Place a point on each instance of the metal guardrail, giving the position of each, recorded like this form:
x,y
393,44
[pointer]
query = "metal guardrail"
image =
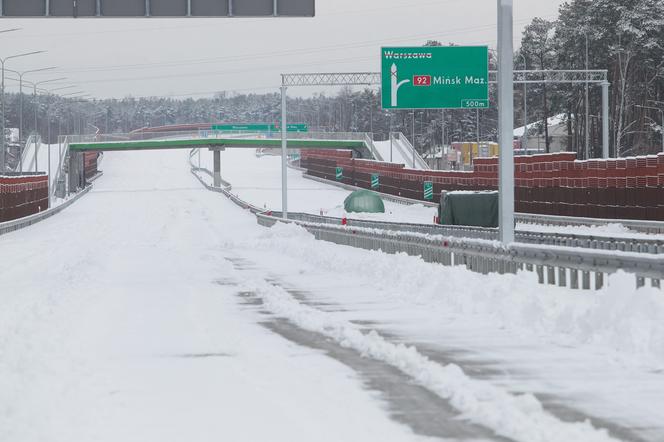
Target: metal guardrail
x,y
641,226
648,246
565,267
368,140
554,220
572,267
----------
## Required work
What is needed is a verbatim copy of every entry, with the pictures omitted.

## Exercise result
Place a point on each instance of the metal guardrail, giving the position of each, recorded like this form:
x,y
393,44
[pointer]
query = "metal guardrail"
image =
Target: metal guardrail
x,y
641,226
648,246
565,267
368,140
554,220
572,267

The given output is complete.